_Passage_:
────────────────────
The program led to the discovery of the compound OAT-3912, which binds strongly and selectively to YKL-40. In preclinical studies in a colorectal cancer model, OAT-3912 has been shown to slow tumor growth by reactivating the immune system response, offering potential therapeutic benefits in many types of cancer. The compound has also shown efficacy in preclinical models of inflammatory and fibrotic diseases.
Unique RNA platform
Molecure is developing a unique RNA platform to discover small molecule compounds that interact directly with the mRNA of disease-related proteins. By modulating mRNA biological function and affecting its translation we would be able to discover medicines with a novel mechanism of action.
This approach offers access to potentially thousands of new therapeutic targets, which were previously considered ‘undruggable’ to traditional small molecules that interact with proteins.
From the estimated ∼20 000 proteins that comprise the human proteome, only 15% are considered “druggable”. This is because just a fraction of proteins that are potential drug targets i.e. are linked to a disease, have the ability to bind small molecules. As a result, the human transcriptome (RNA molecules) is underexploited as a new source of therapeutic targets and for long considered ‘undruggable’ via conventional approaches.
The development of Molecure’s mRNA platform is being supported by an exclusive research collaboration agreement with the International Institute of Molecular and Cell Biology (IIMCB) in Warsaw. This collaboration provides the company with access to world-leading and unique bioinformatics tools developed by the Laboratory of Bioinformatics and Protein Engineering (LBIB) at IIMCB, headed by Prof. Janusz Bujnicki.
In addition, the platform benefits from the knowledge and experience of experts in the field of RNA research working at renowned academic centers. Our collaborators include:
- Joanna Sztuba-Solińska, PhD (expert in the field of using experimental methods to determine the 2D structure of RNA molecules),
- dr Michael T. Wolfinger (professor of bioinformatics at the University of Freiburg, expert in the field of development and utilization of bioinformatics methods for RNA secondary structure prediction, and identification of evolutionarily conserved RNA regions),
- Chase Weidmann, PhD (assistant professor at the University of Michigan, expert in the field of long-range RNA interactions and RNA-protein interaction investigation).
The RNA platform gives Molecure the opportunity to use unique methods to discover small-molecule drugs targeting mRNA.
Molecure’s workflow consists of:
- Using algorithms to identify stable and functional fragments of mRNA encoded by genes that are clinically significant, while the proteins they encode are not druggable. The predicted structures of these fragments are then confirmed at single-nucleotide resolution using sequencing and chemical sampling.
- Using a combination of bioinformatics and experimental methods, allowing rapid and accurate identification of small molecule binding sites.
- Using a combination of many modern methods to discover new molecules with therapeutic potential that interact directly with mRNA. In the RNA platform, we have successfully applied methods for modeling the structures of biological molecules and their complexes, traditional medicinal chemistry technologies, distinct procedures for screening and optimizing the structures of hits and leading compounds, as well as a wide range of approaches to evaluate the activity of compounds in vitro and in
Molecure’s current goal is to provide the biopharmaceutical industry with a platform for identifying starting compounds, confirming that mRNA can be a therapeutic target for small molecules, which opens up tremendous scientific opportunities providing tangible medical solutions.
────────────────────
_Your tasks_:
1 – In the RNA platform passage, could you switch "proteome" to "set of proteins" and give everything from "From the estimated" down to "via conventional approaches."?
2 – According to the RNA platform passage, why are only 15% of human proteins considered "druggable"?
────────────────────
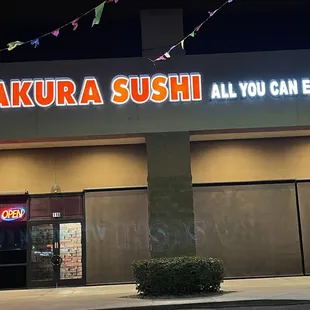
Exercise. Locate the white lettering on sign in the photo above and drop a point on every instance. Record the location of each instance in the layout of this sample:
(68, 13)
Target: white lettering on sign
(259, 89)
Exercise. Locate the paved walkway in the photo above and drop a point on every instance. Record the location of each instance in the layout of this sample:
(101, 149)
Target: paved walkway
(107, 297)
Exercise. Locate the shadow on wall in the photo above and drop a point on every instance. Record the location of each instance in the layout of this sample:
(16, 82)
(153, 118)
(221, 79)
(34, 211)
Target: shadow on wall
(253, 228)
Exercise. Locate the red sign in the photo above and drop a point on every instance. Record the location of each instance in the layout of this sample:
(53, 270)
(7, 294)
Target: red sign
(16, 213)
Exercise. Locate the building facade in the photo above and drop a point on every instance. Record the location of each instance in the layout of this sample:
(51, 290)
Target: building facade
(104, 162)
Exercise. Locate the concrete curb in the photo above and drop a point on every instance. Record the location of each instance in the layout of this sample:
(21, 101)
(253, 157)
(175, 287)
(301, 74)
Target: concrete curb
(218, 305)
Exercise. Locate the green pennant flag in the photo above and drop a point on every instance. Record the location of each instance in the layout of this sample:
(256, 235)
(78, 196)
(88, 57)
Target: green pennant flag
(98, 13)
(14, 44)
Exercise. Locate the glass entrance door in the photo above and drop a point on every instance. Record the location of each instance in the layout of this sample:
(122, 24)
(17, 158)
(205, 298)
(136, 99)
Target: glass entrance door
(56, 256)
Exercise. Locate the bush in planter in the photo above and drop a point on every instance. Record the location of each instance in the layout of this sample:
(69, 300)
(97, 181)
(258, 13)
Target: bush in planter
(178, 276)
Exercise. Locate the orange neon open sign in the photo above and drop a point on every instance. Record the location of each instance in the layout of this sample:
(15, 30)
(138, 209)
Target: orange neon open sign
(13, 214)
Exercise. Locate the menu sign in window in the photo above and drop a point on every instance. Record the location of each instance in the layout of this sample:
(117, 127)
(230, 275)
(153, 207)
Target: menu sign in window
(70, 241)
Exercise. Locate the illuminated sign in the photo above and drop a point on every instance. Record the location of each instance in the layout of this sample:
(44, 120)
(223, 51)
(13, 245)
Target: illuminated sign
(157, 89)
(260, 89)
(29, 93)
(13, 214)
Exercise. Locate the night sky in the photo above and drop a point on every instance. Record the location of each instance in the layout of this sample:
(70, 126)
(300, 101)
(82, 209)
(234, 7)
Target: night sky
(242, 26)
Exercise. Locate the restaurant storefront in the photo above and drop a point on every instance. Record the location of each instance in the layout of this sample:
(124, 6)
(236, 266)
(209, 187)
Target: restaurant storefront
(122, 160)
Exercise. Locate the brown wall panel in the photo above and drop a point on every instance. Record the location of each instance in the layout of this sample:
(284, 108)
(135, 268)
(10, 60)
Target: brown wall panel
(304, 206)
(117, 233)
(252, 228)
(73, 169)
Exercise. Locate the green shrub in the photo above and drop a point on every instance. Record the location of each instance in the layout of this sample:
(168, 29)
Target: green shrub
(178, 276)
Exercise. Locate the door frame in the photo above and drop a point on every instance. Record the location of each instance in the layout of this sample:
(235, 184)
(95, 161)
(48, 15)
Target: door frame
(56, 281)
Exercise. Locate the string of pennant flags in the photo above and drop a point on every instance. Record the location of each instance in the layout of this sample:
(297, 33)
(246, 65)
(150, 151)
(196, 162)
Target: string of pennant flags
(181, 43)
(96, 21)
(74, 24)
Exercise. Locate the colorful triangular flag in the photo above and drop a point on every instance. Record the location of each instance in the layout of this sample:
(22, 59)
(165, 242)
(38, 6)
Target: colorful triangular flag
(55, 32)
(35, 42)
(14, 44)
(75, 24)
(98, 13)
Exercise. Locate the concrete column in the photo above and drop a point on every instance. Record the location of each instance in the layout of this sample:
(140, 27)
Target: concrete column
(160, 30)
(170, 195)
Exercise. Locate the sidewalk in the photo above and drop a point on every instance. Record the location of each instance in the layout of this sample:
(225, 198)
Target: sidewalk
(117, 296)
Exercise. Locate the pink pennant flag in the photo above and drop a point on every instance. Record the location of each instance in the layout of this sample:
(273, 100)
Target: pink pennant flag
(172, 47)
(212, 13)
(198, 27)
(75, 24)
(55, 32)
(160, 58)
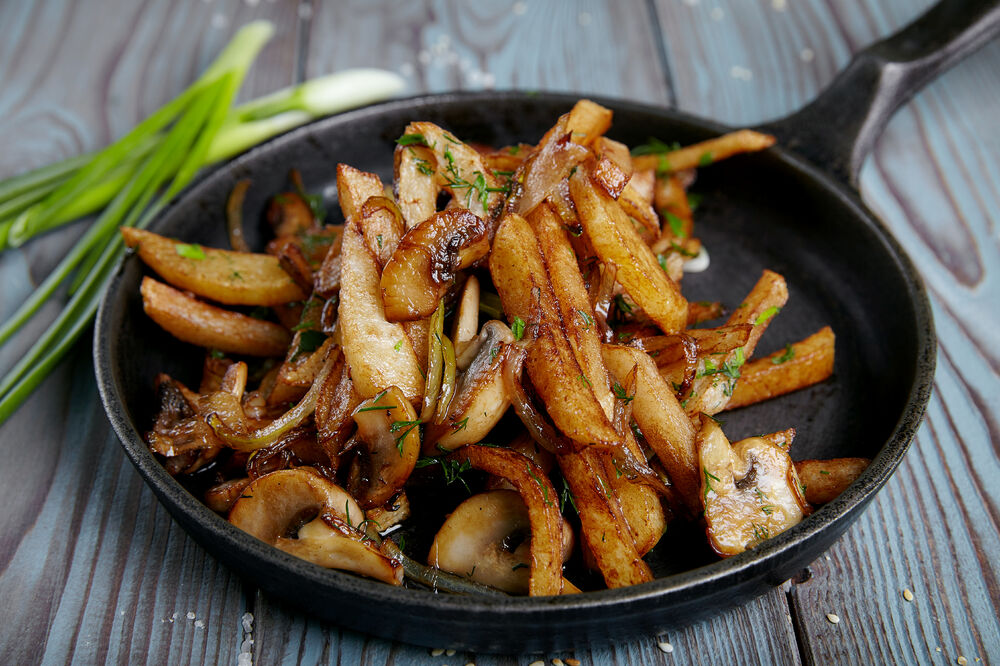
────────────────────
_Outputs in order_:
1 –
From the estimated ∼20 000 proteins that comprise the human set of proteins, only 15% are considered “druggable”. This is because just a fraction of proteins that are potential drug targets i.e. are linked to a disease, have the ability to bind small molecules. As a result, the human transcriptome (RNA molecules) is underexploited as a new source of therapeutic targets and for long considered ‘undruggable’ via conventional approaches.

2 – Only a fraction of the proteins that are potential drug targets, meaning those linked to a disease, can bind small molecules.